- **O que fazer**
A: As afirmações a seguir concordam com o texto sobre a pena de morte? (i) Quem escreve deixou de se opor à pena de morte. (ii) O Brasil responde por 10% dos homicídios do mundo. (iii) Na reprodução, ideias do texto original foram alteradas. Responda sim ou não a cada uma, citando literalmente as palavras decisivas do texto.
B: Dê a continuação do texto sobre a pena de morte, começando logo após a última frase apresentada.

- **Artigo**
---+---

Diante dos últimos acontecimentos que dispensam maiores apresentações, o tema da pena de morte voltou à tona. Reproduzo, neste espaço, um artigo que escrevi há 2 anos atrás. Não concordo mais com todas as colocações que fiz neste texto, particularmente com a minha análise superficial do pensamento lockeano, que na época me parecia trivialmente verdadeiro e que hoje considero altamente problemático, o que só me faz apreciar ainda mais o gênio deste grande inglês. Contudo, a minha oposição à pena de morte, bem como as razões que apresento, não se modificaram de maneira substancial. A única alteração que fiz do texto original foi reescrever alguns trechos para torná-los mais claros e menos redundantes. Não alterei nenhuma idéia que estava contida nele. Comentários são bem vindos.
"Pena de Morte
Um dos problemas mais graves que atingem atualmente nosso país é o da segurança pública. O Brasil é responsável por 10% dos homicídios que ocorrem no mundo, apesar de possuir menos de 3% da população mundial. Mudança nas leis, no modo de proceder da polícia e no funcionamento da justiça se fazem necessárias. E quando existe uma situação emergencial, pululam soluções simplistas e reducionistas, quase sempre de cunho moralista, que culpam a ausência de "certeza moral" ou algo do tipo pelo estado de coisas atual. Os governantes deveriam ser mais enérgicos no combate ao crime. Como se a questão se resolvesse simplesmente pela vontade de que o problema se solucione.

---+---

Trechos de dados de rotulagem de locais

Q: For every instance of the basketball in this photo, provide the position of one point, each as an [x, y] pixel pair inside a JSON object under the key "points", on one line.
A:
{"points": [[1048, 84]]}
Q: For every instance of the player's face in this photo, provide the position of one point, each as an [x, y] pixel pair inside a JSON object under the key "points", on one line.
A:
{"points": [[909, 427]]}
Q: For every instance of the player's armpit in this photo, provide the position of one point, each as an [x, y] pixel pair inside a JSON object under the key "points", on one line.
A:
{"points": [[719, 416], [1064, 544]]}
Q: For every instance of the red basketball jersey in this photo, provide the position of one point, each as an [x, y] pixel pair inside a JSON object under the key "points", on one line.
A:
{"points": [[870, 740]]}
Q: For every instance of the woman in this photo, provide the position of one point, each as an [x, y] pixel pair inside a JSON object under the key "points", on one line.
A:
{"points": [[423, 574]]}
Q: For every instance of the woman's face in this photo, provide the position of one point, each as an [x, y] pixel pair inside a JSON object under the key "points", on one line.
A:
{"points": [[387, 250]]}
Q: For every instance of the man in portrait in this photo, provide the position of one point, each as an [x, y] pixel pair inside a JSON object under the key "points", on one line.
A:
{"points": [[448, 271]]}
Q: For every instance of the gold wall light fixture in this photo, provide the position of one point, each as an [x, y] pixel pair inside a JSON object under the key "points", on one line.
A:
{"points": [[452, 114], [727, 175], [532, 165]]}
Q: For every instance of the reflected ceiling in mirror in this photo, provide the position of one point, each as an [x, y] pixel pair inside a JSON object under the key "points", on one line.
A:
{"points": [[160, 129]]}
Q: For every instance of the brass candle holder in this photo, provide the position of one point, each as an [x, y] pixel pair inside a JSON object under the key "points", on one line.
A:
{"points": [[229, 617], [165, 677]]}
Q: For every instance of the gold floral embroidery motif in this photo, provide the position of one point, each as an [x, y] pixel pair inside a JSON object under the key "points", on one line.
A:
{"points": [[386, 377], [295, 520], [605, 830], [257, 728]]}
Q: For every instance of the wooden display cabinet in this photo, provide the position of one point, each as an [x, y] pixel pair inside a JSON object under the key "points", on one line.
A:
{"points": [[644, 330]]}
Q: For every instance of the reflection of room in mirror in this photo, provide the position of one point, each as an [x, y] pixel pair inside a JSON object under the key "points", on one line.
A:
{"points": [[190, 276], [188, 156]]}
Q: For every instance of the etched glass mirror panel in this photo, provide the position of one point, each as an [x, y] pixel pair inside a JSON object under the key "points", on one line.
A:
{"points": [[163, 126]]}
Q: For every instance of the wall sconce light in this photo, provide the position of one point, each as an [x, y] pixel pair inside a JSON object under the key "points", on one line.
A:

---+---

- **Respostas**
A:
(i) Não: "a minha oposição à pena de morte, bem como as razões que apresento, não se modificaram de maneira substancial."
(ii) Sim: "O Brasil é responsável por 10% dos homicídios que ocorrem no mundo"
(iii) Não: "Não alterei nenhuma idéia que estava contida nele."

B:
Várias ações são propostas, desde intervenção militar nos morros cariocas até a redução da maioridade, passando pela adoção da prisão perpétua e da pena de morte. Nesse artigo analisarei a justiça e a utilidade dessa última medida. Pois, se injusta, a pena de morte deve ser rejeitada, por mais útil que seja. E, se justa, não significa que necessariamente deva ser adotada, principalmente se suas conseqüências e desdobramentos forem tais que tragam mais desvantagens do que vantagens para o lado que a adota como prática. No caso, o Estado como provedor de segurança e justiça para a sociedade.
Antes de analisar a pena de morte como instrumento de segurança pública, creio que seja útil analisá-la como meio de segurança individual, para traçar posteriormente as diferenças existentes no uso da mesma nas duas esferas.
John Locke, no seu famoso livro "Segundo Tratado Sobre O Governo Civil", propõe um sistema jurídico baseado no chamado direito natural. E segundo tal sistema, o indivíduo possui autonomia sobre o seu corpo e propriedade, desde que respeite o direito alheio de proceder da mesma forma. Existem, no entanto, situações na qual o homem perde essa autonomia devido à ação de outrem, através por exemplo da fraude e do uso da força.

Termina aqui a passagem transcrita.